**The task:**
Please give the count of lines below with the string "chimney" in them, and no other words.

(Records contained in a dataset)
Segment Open
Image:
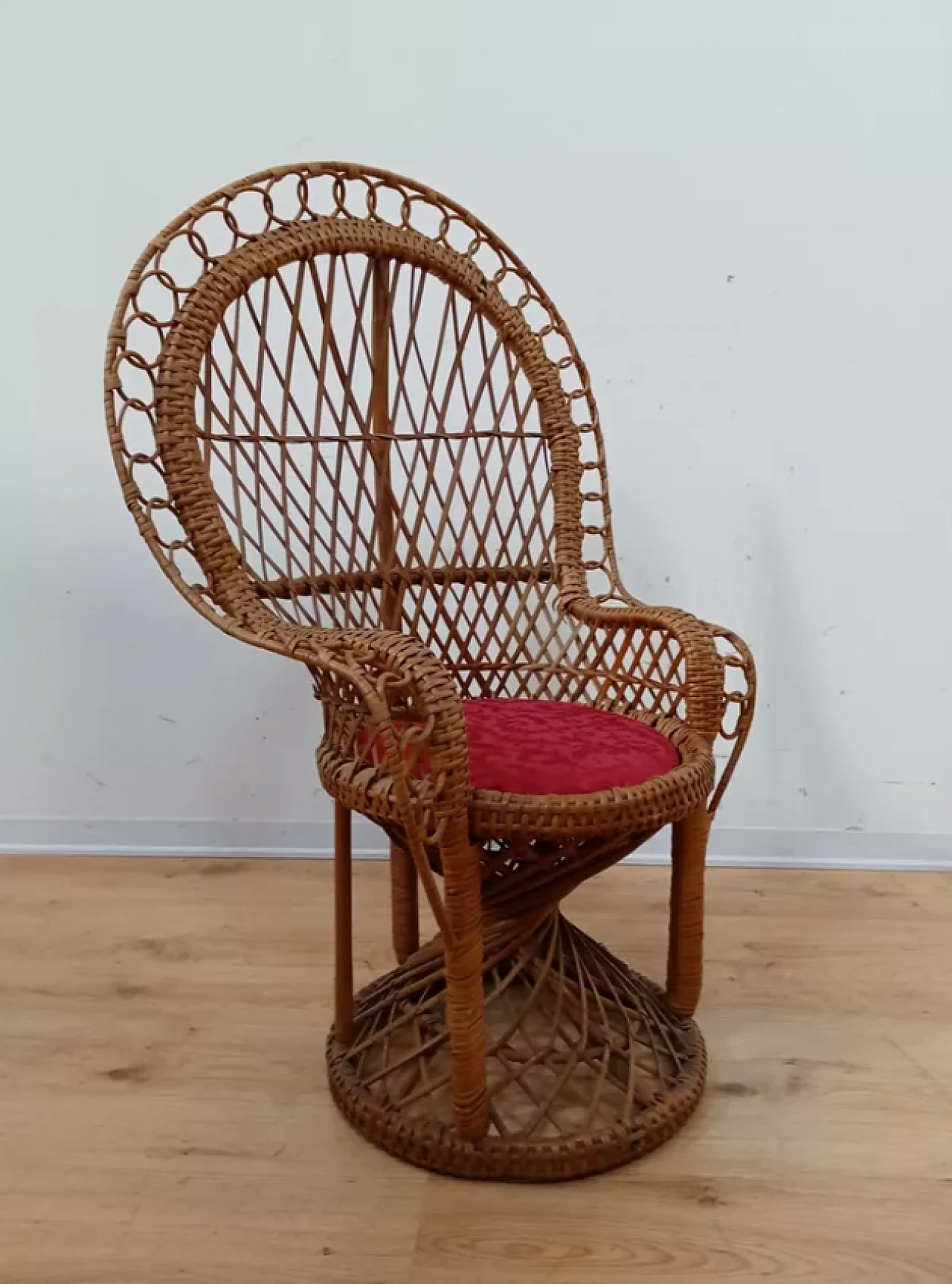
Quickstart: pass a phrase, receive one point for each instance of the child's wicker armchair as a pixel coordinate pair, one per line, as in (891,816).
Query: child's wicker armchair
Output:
(354,429)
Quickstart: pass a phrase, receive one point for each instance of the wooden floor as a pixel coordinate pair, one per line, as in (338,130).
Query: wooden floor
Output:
(164,1116)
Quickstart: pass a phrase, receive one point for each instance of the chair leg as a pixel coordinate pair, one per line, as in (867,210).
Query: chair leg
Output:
(405,908)
(686,923)
(343,925)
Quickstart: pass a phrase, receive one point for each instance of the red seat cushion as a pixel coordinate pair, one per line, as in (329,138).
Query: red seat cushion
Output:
(544,746)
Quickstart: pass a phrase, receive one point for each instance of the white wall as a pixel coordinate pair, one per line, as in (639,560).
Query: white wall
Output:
(743,210)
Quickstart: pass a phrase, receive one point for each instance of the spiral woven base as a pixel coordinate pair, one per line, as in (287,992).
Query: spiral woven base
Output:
(587,1066)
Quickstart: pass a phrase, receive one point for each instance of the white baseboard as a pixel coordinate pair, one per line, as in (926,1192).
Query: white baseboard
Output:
(808,849)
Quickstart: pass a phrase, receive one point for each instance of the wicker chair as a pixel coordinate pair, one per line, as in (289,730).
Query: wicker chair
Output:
(353,429)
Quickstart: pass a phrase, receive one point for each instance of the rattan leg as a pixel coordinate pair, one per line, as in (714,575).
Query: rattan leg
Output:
(465,997)
(405,908)
(343,928)
(686,926)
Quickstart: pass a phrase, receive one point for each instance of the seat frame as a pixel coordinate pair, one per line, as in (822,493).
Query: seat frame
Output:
(512,1044)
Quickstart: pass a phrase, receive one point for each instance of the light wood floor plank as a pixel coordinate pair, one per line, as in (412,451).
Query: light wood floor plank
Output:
(164,1112)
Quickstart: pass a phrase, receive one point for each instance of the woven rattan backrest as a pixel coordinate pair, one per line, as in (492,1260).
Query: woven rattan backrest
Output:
(334,394)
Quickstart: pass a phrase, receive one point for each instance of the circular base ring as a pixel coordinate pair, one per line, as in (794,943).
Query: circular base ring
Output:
(587,1066)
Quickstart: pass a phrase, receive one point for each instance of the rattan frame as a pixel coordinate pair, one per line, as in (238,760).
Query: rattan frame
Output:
(384,624)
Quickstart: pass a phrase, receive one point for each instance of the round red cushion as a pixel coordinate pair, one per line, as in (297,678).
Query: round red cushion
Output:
(543,746)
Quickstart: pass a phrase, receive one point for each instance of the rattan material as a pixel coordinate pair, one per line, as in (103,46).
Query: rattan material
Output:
(354,431)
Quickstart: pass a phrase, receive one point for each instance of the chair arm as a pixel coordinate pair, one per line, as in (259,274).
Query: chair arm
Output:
(739,698)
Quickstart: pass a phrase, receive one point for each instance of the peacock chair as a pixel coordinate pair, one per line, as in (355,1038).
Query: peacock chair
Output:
(354,431)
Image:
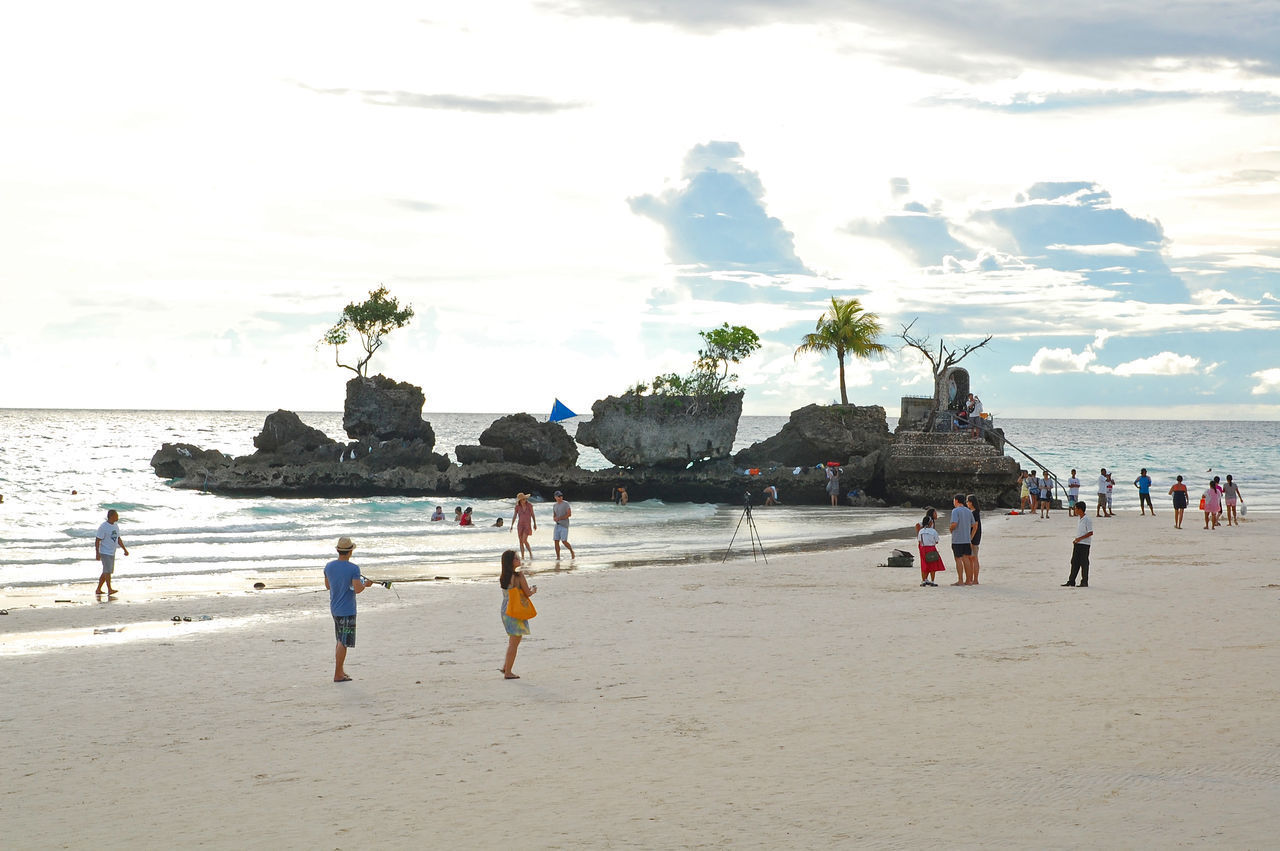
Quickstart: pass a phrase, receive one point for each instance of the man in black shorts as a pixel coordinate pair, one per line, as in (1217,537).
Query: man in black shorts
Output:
(963,527)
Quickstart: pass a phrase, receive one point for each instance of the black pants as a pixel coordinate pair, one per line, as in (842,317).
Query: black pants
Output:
(1080,563)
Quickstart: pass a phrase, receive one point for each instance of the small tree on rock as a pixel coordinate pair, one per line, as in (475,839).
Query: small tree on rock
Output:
(725,344)
(845,329)
(944,358)
(373,320)
(709,376)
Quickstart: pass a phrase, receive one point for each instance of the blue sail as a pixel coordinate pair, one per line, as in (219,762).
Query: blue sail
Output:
(560,411)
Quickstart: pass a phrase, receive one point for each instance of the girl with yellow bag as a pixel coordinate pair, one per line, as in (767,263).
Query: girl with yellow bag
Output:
(516,607)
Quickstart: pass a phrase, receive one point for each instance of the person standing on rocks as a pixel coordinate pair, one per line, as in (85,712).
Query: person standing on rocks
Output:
(524,522)
(833,484)
(561,512)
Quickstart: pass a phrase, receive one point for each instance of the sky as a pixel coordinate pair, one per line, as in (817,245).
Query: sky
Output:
(566,192)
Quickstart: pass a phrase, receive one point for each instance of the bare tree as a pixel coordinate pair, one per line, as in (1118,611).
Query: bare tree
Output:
(944,358)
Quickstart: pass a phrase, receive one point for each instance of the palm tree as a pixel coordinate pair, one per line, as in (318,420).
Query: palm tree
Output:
(845,329)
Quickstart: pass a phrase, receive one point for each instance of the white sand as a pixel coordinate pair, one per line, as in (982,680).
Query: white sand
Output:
(816,701)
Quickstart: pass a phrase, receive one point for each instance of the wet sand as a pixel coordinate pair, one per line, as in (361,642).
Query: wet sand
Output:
(819,700)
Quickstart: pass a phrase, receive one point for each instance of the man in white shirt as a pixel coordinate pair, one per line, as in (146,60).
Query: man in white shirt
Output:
(1080,547)
(105,543)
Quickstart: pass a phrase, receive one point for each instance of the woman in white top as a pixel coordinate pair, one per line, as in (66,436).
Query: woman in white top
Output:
(931,561)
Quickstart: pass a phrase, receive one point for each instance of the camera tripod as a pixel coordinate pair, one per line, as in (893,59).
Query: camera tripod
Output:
(752,532)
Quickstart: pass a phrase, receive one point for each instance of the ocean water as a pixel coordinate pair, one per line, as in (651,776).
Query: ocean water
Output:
(62,470)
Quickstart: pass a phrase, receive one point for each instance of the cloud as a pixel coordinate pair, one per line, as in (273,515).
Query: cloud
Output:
(1025,103)
(1162,364)
(1052,361)
(485,104)
(1055,361)
(1073,227)
(1069,227)
(1092,36)
(923,237)
(716,218)
(1269,381)
(416,206)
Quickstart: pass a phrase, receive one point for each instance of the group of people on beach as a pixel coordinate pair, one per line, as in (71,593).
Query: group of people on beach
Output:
(965,539)
(1220,498)
(461,516)
(343,580)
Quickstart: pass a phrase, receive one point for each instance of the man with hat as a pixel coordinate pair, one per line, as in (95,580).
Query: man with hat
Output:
(343,580)
(561,512)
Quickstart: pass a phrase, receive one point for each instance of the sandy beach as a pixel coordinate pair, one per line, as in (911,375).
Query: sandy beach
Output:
(819,700)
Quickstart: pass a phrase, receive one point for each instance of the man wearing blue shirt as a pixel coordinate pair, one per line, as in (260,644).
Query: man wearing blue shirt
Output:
(343,580)
(963,527)
(1143,485)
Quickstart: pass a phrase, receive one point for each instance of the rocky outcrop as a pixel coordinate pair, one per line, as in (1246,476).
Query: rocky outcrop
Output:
(666,431)
(522,439)
(177,460)
(928,469)
(470,454)
(283,429)
(379,408)
(821,433)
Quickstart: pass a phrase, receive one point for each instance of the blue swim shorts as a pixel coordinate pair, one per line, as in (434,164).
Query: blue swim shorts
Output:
(344,630)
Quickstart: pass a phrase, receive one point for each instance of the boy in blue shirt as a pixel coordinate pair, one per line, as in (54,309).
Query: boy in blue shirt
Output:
(343,580)
(1143,485)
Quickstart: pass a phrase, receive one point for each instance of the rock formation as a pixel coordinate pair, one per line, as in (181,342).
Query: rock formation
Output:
(283,429)
(663,431)
(924,467)
(379,408)
(821,433)
(672,448)
(522,439)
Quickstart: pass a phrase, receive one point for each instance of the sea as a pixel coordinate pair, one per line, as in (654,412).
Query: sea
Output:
(60,471)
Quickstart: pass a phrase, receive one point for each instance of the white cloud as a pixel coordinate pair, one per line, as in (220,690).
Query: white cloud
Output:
(1050,361)
(1111,248)
(1161,364)
(1269,381)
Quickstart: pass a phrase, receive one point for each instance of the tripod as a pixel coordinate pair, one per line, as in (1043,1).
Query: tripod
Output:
(753,535)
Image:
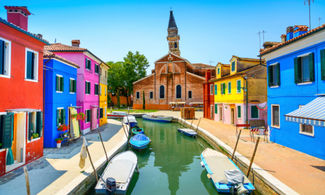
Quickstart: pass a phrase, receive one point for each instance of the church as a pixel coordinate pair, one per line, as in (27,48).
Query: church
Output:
(174,81)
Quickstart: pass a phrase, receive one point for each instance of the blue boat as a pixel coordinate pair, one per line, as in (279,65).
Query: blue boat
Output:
(224,173)
(140,141)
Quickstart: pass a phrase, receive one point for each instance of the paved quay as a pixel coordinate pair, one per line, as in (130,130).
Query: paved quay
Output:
(303,173)
(58,171)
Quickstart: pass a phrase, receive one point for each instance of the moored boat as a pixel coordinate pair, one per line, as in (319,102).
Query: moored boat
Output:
(225,175)
(188,132)
(157,118)
(117,174)
(139,141)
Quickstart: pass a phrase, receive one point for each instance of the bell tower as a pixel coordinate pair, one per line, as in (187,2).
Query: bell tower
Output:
(173,37)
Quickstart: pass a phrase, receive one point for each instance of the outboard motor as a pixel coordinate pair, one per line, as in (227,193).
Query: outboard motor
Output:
(111,185)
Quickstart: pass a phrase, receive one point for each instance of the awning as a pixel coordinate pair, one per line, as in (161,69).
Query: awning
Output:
(312,113)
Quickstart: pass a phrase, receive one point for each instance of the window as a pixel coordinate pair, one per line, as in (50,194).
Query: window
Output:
(162,92)
(304,68)
(5,49)
(275,114)
(60,116)
(322,59)
(223,88)
(88,64)
(254,111)
(238,111)
(72,86)
(59,83)
(96,89)
(233,65)
(274,75)
(190,94)
(238,86)
(87,87)
(88,116)
(31,71)
(306,129)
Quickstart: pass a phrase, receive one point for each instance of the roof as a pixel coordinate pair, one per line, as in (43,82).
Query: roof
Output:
(172,23)
(49,55)
(312,113)
(23,31)
(265,51)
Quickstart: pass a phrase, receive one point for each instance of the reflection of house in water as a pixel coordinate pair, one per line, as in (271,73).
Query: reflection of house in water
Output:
(173,153)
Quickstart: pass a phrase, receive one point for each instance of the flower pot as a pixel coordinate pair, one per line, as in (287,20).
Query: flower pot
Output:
(58,145)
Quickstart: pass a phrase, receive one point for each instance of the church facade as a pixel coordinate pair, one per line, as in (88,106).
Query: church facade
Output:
(173,81)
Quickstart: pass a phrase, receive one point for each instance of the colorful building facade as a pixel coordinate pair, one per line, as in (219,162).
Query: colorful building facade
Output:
(60,84)
(88,81)
(296,88)
(103,94)
(233,104)
(21,85)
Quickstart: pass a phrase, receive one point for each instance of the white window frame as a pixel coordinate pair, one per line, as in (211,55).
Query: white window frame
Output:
(7,59)
(35,65)
(272,105)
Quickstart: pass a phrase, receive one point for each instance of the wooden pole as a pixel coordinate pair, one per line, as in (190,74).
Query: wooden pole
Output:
(101,140)
(91,162)
(252,159)
(233,153)
(27,181)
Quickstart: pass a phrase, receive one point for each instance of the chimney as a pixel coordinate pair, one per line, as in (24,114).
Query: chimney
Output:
(75,43)
(283,38)
(18,15)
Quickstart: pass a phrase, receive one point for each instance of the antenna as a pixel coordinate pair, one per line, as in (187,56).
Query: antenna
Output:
(308,1)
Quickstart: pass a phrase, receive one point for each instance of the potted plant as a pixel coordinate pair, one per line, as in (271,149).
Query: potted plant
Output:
(58,142)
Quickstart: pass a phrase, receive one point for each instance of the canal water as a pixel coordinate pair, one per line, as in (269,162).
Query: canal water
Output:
(171,164)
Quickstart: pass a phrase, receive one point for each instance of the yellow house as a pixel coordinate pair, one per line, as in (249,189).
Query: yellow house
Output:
(103,94)
(231,98)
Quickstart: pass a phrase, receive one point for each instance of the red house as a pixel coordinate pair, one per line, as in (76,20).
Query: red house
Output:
(21,86)
(208,95)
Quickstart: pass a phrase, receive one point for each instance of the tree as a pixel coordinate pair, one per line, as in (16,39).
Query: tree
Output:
(135,66)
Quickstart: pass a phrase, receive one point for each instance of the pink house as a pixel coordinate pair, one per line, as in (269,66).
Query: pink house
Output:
(87,80)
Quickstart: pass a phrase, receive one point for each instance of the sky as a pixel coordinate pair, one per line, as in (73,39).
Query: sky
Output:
(211,31)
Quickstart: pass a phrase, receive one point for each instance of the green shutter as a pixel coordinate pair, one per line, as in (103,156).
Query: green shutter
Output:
(322,59)
(7,130)
(311,67)
(278,74)
(297,62)
(2,57)
(239,111)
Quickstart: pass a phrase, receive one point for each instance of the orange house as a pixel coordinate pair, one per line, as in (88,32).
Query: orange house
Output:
(21,86)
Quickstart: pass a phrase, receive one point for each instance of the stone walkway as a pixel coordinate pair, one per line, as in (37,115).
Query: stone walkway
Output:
(301,172)
(58,167)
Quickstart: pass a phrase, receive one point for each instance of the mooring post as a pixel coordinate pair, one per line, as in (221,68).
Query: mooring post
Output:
(252,159)
(233,153)
(101,140)
(27,181)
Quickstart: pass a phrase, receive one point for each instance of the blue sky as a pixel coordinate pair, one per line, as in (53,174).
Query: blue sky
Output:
(210,31)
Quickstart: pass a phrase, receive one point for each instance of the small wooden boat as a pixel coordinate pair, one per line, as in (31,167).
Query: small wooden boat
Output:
(139,141)
(188,132)
(137,130)
(223,172)
(117,174)
(117,114)
(130,119)
(158,118)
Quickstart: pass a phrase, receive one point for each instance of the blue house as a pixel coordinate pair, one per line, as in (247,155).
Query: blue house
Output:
(296,90)
(60,76)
Segment Closed
**Solution to this task:**
2